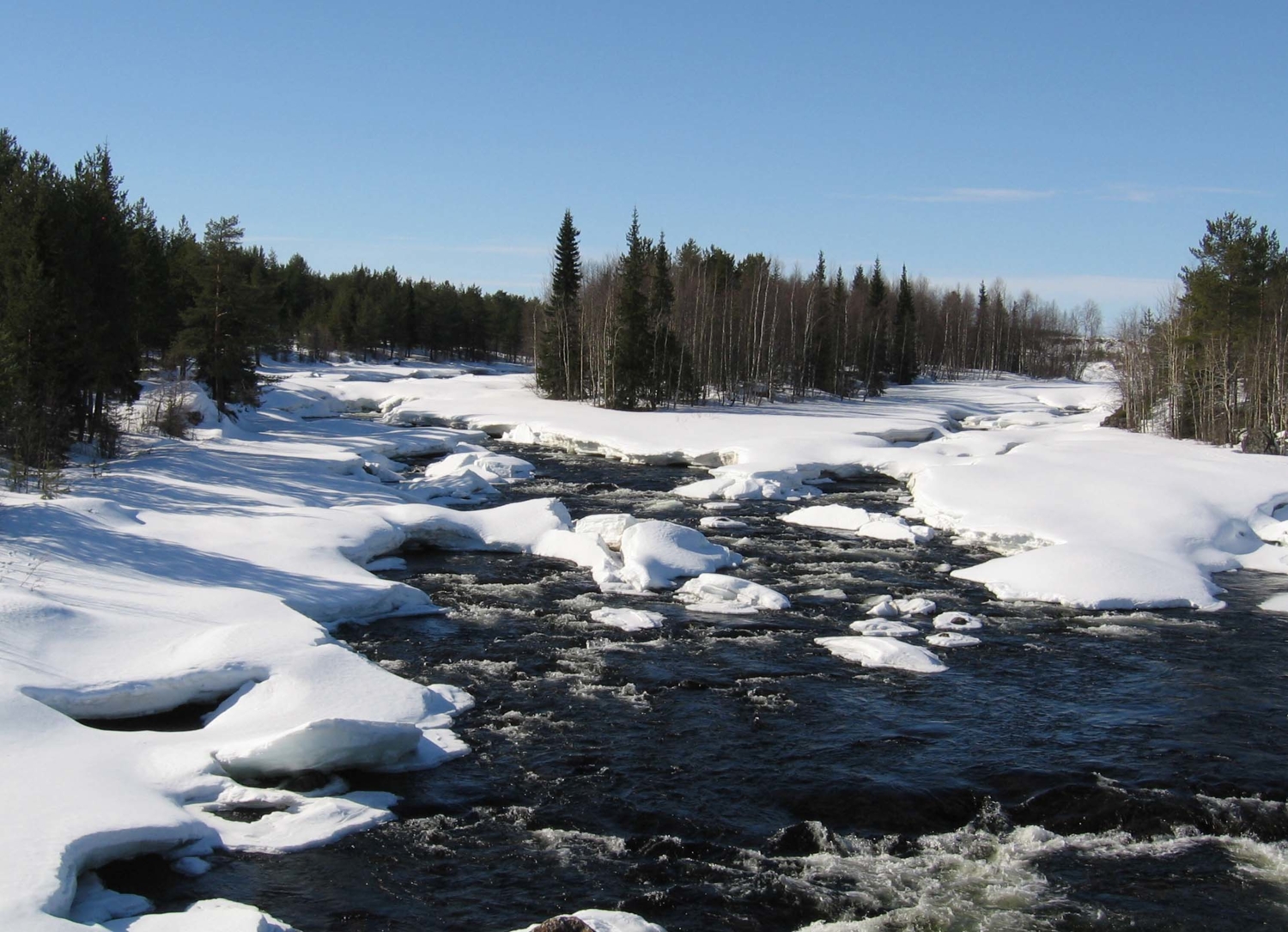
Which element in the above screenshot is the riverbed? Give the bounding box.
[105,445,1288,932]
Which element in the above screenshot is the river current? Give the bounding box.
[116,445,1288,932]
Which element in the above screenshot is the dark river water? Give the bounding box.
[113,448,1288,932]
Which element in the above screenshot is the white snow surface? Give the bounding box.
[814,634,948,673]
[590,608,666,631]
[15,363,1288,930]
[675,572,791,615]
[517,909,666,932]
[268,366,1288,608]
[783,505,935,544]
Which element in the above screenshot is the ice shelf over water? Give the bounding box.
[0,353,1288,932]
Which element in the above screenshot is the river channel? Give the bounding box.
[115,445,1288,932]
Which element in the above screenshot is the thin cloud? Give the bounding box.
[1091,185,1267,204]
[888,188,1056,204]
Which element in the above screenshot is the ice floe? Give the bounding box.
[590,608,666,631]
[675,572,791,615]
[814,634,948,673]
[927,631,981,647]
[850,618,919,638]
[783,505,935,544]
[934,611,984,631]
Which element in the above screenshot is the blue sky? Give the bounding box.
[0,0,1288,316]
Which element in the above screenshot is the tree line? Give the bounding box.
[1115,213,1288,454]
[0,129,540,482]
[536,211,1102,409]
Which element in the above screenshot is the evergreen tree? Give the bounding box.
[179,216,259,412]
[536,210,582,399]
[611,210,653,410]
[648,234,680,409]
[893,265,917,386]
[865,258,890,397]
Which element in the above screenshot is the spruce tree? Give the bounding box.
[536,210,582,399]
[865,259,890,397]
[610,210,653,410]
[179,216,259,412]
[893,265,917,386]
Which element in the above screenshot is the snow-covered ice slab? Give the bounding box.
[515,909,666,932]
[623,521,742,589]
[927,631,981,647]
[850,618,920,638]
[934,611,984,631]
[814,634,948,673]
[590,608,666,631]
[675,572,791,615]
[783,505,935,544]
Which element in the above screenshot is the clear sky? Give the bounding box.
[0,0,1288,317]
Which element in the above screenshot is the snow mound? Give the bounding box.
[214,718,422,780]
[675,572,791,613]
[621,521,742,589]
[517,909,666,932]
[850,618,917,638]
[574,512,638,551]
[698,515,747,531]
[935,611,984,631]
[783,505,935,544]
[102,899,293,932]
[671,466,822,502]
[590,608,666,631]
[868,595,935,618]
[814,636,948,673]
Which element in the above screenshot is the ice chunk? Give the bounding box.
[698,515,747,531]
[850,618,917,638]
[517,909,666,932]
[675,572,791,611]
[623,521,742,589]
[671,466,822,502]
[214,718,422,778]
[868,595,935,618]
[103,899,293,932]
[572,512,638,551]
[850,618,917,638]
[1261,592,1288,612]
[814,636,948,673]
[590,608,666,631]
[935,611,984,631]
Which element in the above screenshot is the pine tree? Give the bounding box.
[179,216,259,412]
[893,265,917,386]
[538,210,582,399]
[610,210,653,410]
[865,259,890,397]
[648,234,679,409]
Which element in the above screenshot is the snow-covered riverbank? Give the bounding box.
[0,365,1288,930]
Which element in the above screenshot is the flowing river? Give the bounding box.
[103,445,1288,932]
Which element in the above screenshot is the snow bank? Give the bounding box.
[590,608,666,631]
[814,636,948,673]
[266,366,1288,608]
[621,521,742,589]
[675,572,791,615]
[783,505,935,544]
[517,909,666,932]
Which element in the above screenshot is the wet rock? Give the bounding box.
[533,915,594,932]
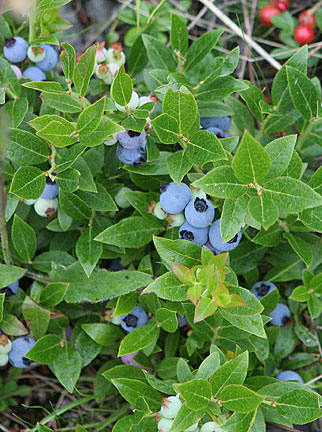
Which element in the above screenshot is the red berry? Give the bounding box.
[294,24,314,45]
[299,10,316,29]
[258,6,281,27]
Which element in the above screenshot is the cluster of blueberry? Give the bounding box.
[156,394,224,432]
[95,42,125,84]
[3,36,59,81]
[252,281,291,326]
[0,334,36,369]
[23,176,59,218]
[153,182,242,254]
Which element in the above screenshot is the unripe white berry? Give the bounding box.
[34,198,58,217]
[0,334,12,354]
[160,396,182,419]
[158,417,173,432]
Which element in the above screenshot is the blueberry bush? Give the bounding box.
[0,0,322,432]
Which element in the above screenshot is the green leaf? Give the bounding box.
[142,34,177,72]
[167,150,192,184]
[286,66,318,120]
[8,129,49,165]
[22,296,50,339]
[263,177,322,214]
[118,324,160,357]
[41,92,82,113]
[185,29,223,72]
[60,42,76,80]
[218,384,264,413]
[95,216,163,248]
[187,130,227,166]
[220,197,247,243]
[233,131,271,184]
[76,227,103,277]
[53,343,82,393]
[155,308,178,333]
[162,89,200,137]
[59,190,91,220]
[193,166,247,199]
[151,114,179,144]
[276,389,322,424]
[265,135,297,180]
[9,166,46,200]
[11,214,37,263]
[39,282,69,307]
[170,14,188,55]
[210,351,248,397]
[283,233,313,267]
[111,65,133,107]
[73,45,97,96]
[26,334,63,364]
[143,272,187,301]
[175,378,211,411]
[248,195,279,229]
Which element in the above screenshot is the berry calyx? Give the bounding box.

__Aim__. Please rescale everything from the line containing "Which element in the above screenshot is the green" down to the end of the entries above. Write each of those lines out again, leaving the other text unchanged, and multiply every box coordinate by 0.35, rounding to whole numbers with halves going up.

__Worked answer__.
Which element in the above screenshot is the green leaf? Give the bounding box.
[50,12,62,25]
[58,53,67,64]
[100,23,111,42]
[3,45,17,58]
[8,104,18,119]
[92,62,113,75]
[41,113,56,125]
[14,32,29,40]
[65,10,78,25]
[21,15,27,28]
[76,134,92,145]
[33,76,57,87]
[65,46,79,58]
[77,69,86,85]
[82,46,95,64]
[27,79,36,97]
[19,120,29,138]
[54,108,62,117]
[57,31,70,48]
[21,67,32,77]
[68,58,86,70]
[53,40,63,50]
[97,136,113,148]
[93,47,104,63]
[3,58,16,70]
[4,75,13,92]
[14,99,24,107]
[60,5,66,19]
[74,123,87,139]
[99,82,110,93]
[39,23,47,37]
[26,16,34,34]
[9,117,22,127]
[50,95,65,105]
[61,132,74,144]
[87,68,98,80]
Which element in the above screenshot is the berry calyx? Give the bounding box.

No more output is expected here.